» Extract to read:
Physicians, understandably,
may be reluctant to submit performance measure and
outcome data that could generate a “report card,”
particularly if outcome reporting focuses on negative
outcomes, as is the case with the New York State Health
Department’s public reporting of mortality, by surgeon,
following coronary bypass surgery.
The Bridges to Excellence
Diabetes Care Link takes a decidedly different
approach. Participating physicians submit to NCQA
process and outcome measures (such as HbA1c, blood
pressure, and lipid profiles) for their diabetic
patients. Prior to submission, patient data are
stripped of certain identifiers, including name,
address, and social security numbers. These identifiers
are replaced by randomly assigned identification numbers
that preserve confidentiality and comply with HIPAA.
NCQA and the American
Diabetes Association, in what is known as the Diabetes
Physician Recognition Program (DPRP), award physicians
who satisfy these process and outcome measures a
one-year or three-year “certification”. These
physicians are recognized on NCQA’s web site.
Physicians who do not achieve recognition are not
publicly identified. Certification, in this sense,
operates as a “positive-spin” report card, rather than a
negative report card, which should assuage some
physician concern.
Physicians and hospitals
alike have a legitimate concern about what might happen
if outcome data were to get into the hands of
malpractice attorneys. Ultimately, to expect providers
fully to buy into adopting performance measures and
reporting outcomes, it is necessary for
legislatures—federal and state—to create “safe harbors”
to protect against introducing performance data into
evidence in litigation against providers.

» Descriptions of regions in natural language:
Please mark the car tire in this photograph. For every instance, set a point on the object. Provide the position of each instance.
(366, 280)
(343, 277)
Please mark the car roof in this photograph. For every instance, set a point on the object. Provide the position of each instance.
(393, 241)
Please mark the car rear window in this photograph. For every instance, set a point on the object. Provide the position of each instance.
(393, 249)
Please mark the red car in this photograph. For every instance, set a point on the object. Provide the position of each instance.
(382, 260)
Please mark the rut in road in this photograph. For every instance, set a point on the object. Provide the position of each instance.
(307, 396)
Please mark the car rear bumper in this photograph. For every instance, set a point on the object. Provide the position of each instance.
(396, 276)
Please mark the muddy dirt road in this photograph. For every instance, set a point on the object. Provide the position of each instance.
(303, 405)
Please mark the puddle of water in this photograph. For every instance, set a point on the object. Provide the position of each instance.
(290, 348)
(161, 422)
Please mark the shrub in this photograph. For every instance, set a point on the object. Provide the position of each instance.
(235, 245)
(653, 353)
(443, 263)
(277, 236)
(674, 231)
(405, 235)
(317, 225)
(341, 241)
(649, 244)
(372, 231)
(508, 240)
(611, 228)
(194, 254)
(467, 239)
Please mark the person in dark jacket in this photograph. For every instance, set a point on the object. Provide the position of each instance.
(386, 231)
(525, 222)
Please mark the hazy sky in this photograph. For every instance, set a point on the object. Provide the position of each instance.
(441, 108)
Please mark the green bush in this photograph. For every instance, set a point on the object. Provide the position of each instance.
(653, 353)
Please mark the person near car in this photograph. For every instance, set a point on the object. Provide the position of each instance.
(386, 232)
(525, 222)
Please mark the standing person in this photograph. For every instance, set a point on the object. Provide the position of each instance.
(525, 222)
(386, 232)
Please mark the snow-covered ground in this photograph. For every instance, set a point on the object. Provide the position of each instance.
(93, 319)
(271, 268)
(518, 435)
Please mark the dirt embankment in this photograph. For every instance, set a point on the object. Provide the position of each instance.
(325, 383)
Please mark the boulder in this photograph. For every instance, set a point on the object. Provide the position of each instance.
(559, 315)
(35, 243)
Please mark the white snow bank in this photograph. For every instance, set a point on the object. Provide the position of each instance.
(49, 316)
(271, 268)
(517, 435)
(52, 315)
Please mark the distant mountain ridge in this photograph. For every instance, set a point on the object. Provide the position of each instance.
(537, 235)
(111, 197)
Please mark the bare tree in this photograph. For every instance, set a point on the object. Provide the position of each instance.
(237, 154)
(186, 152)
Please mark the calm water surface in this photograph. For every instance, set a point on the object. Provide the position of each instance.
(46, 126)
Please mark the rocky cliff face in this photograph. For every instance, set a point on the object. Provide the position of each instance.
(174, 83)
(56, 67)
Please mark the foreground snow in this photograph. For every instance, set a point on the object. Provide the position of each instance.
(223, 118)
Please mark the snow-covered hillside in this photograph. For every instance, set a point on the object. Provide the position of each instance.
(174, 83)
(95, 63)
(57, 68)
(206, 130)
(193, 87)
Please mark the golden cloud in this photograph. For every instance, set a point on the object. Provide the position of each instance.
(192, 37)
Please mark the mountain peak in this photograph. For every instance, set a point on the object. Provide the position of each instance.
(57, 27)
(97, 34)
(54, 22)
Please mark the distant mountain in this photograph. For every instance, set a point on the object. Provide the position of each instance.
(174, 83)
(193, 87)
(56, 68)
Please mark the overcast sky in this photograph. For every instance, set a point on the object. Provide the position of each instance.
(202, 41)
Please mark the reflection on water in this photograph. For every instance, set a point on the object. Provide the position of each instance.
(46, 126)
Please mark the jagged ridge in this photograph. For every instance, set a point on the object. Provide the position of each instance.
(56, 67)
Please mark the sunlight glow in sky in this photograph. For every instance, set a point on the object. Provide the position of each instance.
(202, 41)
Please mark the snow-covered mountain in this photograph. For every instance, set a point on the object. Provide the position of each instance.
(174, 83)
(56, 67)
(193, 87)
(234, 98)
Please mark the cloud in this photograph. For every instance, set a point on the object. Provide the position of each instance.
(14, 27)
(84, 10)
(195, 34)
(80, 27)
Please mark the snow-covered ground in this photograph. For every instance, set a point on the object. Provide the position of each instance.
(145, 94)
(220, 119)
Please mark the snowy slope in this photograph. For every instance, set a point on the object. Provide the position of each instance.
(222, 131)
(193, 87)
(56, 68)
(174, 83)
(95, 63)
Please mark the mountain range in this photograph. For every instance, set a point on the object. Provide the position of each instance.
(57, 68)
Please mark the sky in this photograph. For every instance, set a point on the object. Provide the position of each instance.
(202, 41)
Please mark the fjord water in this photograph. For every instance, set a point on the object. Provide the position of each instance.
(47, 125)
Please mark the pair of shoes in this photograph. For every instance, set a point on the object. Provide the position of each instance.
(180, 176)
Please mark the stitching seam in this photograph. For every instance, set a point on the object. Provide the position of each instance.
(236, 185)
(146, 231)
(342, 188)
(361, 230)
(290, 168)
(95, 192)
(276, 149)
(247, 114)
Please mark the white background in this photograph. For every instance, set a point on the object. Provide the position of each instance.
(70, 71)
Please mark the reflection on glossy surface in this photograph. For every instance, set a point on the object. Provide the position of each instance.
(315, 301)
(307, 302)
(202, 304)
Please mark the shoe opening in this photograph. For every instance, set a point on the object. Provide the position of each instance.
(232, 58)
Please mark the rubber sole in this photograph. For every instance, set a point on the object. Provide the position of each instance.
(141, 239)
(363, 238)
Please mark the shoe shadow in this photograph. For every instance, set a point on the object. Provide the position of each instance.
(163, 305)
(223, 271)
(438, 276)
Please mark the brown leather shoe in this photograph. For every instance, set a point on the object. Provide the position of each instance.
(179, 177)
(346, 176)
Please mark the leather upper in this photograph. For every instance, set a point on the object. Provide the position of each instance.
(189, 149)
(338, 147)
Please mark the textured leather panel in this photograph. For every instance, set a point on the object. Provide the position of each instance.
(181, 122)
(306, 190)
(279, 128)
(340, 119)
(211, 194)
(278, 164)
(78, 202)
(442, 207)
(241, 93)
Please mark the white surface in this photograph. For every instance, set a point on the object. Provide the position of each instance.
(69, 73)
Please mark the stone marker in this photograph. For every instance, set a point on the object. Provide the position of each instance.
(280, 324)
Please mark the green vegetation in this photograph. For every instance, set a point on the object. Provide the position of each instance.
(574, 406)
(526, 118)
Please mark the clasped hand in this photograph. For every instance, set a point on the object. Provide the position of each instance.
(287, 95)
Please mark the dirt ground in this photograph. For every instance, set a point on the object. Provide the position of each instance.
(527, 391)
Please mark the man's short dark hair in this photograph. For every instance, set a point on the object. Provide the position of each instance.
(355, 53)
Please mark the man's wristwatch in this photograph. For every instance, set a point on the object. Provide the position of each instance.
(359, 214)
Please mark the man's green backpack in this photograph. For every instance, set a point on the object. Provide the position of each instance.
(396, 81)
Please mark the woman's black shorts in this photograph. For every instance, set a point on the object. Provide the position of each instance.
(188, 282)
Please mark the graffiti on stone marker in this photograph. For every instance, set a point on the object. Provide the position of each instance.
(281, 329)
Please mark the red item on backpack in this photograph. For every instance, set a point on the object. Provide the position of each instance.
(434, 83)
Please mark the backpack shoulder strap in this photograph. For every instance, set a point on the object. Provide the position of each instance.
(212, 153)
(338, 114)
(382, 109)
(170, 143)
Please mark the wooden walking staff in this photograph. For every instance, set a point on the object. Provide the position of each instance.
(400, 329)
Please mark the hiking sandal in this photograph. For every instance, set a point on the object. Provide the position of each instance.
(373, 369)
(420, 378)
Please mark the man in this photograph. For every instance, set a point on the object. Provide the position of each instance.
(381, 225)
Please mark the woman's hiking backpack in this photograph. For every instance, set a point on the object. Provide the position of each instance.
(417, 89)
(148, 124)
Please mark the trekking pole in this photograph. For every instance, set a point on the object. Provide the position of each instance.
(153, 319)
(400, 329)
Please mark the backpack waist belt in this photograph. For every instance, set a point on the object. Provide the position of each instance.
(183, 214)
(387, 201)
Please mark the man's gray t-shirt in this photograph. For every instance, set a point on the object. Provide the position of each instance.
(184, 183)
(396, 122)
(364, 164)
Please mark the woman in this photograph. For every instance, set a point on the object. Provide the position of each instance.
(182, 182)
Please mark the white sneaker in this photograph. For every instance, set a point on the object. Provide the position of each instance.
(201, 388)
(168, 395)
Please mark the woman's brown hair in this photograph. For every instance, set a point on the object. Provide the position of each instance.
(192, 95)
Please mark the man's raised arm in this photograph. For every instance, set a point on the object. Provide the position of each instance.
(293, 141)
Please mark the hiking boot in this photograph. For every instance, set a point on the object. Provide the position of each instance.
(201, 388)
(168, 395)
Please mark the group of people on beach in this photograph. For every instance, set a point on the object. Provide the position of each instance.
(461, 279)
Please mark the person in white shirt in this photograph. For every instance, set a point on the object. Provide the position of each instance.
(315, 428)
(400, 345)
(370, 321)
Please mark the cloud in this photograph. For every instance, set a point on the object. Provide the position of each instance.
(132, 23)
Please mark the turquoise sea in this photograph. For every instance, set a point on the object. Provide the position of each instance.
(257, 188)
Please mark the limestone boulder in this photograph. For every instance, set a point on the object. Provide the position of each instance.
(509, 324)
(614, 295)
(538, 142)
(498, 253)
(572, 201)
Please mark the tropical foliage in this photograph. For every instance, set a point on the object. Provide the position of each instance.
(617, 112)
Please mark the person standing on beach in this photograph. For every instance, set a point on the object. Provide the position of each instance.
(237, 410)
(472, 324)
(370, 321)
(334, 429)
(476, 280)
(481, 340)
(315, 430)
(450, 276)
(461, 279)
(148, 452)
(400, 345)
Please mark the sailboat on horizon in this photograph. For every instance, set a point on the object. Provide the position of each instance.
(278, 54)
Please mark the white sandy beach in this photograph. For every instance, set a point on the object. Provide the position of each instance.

» Study questions:
A – In the passage on physician performance reporting, what replaces the identifiers that are stripped from patient data before submission?
B – Please duplicate the passage on physician performance reporting, everything from "NCQA and the" down to "NCQA’s web site.".

» Solutions to the problems:
A – Randomly assigned identification numbers that preserve confidentiality and comply with HIPAA.

B –
NCQA and the American
Diabetes Association, in what is known as the Diabetes
Physician Recognition Program (DPRP), award physicians
who satisfy these process and outcome measures a
one-year or three-year “certification”. These
physicians are recognized on NCQA’s web site.